• Stated exercise 1:
Extract every line of the rows that contains the string "sleeve", matching case exactly.

• Reading text:

-- start --

# Initial Value Problem

• Jan 9th 2009, 06:40 AM
Rapha
Initial Value Problem
Hello, thanks for clicking my thread.

I need to solve the following IVP

$\displaystyle \dot{u} = (t+u)^2$ ;

u(0) = 0

Does anyone know how to solve this?

Kind regards
Rapha
• Jan 9th 2009, 07:45 AM
Mush
Quote:

Originally Posted by Rapha
Hello, thanks for clicking my thread.

I need to solve the following IVP

$\displaystyle \dot{u} = (t+u)^2$ ;

u(0) = 0

Does anyone know how to solve this?

Kind regards
Rapha

Ignore!
• Jan 9th 2009, 08:01 AM
Mush
Quote:

Originally Posted by Rapha
Hello, thanks for clicking my thread.

I need to solve the following IVP

$\displaystyle \dot{u} = (t+u)^2$ ;

u(0) = 0

Does anyone know how to solve this?

Kind regards
Rapha

Let $\displaystyle v = t + u$

Hence $\displaystyle u = v - t$

And $\displaystyle LHS = \frac{du}{dt} = \frac{d(v-t)}{dt} = \frac{dv}{dt} - \frac{dt}{dt} = \frac{dv}{dt} - 1$

And $\displaystyle RHS = v^2$

Hence $\displaystyle \frac{dv}{dt} - 1= v^2$

$\displaystyle \frac{dv}{dt} = v^2+1$

$\displaystyle \frac{dv}{v^2+1} = dt$

$\displaystyle \int \frac{dv}{v^2+1} = \int dt$

$\displaystyle \arctan{(v)} = t+C^*$

$\displaystyle v = \tan{(t+C^*)}$

Then using $\displaystyle \tan{(A+B)} = \frac{\tan{(A)}+\tan{(B)}}{1-\tan{(A)} \tan{(B)}}$, we find that:

$\displaystyle v = \frac{\tan{(t)}+\tan{(C^*)}}{1-\tan{(t)} \tan{(C^*)}} = \frac{\tan{(t)}+C}{1-C\tan{(A)}}$ where $\displaystyle C = \tan{(C^*)}$

And remember that $\displaystyle u = v-t$

$\displaystyle v-t= \frac{\tan{(t)}+C}{1-C\tan{(t)}} - t$

$\displaystyle u= \frac{\tan{(t)}+C - (t-Ct\tan{(t)})}{1-C\tan{(t)}}$

$\displaystyle u= \frac{\tan{(t)}+C - t+Ct\tan{(t)}}{1-C\tan{(t)}}$

$\displaystyle u= \frac{\tan{(t)}(1+Ct)+C - t}{1-C\tan{(t)}}$

Now apply your initial value conditions to find C!
• Jan 9th 2009, 08:20 AM
Mush
See corrections in above post!
• Jan 9th 2009, 07:10 PM
Rapha
Hi Mush.

Thank you so much, you are great!

Best wishes,
Rapha

-- end --

• Stated exercise 2:
In the initial value problem thread above, what substitution does Mush make to begin solving the equation?

• Data extract:
-- start --

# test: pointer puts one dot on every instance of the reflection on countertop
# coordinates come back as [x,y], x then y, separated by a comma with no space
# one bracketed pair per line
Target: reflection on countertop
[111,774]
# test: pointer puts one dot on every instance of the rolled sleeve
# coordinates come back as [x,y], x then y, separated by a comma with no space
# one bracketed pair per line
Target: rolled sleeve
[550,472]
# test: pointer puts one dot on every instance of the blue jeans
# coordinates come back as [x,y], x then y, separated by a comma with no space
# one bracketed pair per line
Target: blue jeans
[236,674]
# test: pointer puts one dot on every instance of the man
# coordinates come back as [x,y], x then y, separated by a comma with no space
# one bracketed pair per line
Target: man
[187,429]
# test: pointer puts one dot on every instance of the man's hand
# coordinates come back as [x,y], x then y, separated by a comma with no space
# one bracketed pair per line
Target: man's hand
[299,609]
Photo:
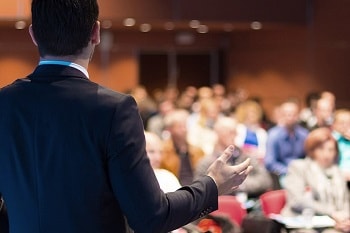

-- end --

• Task answer 1:
# test: pointer puts one dot on every instance of the rolled sleeve
Target: rolled sleeve

• Task answer 2:
Mush lets v = t + u, so that u = v − t.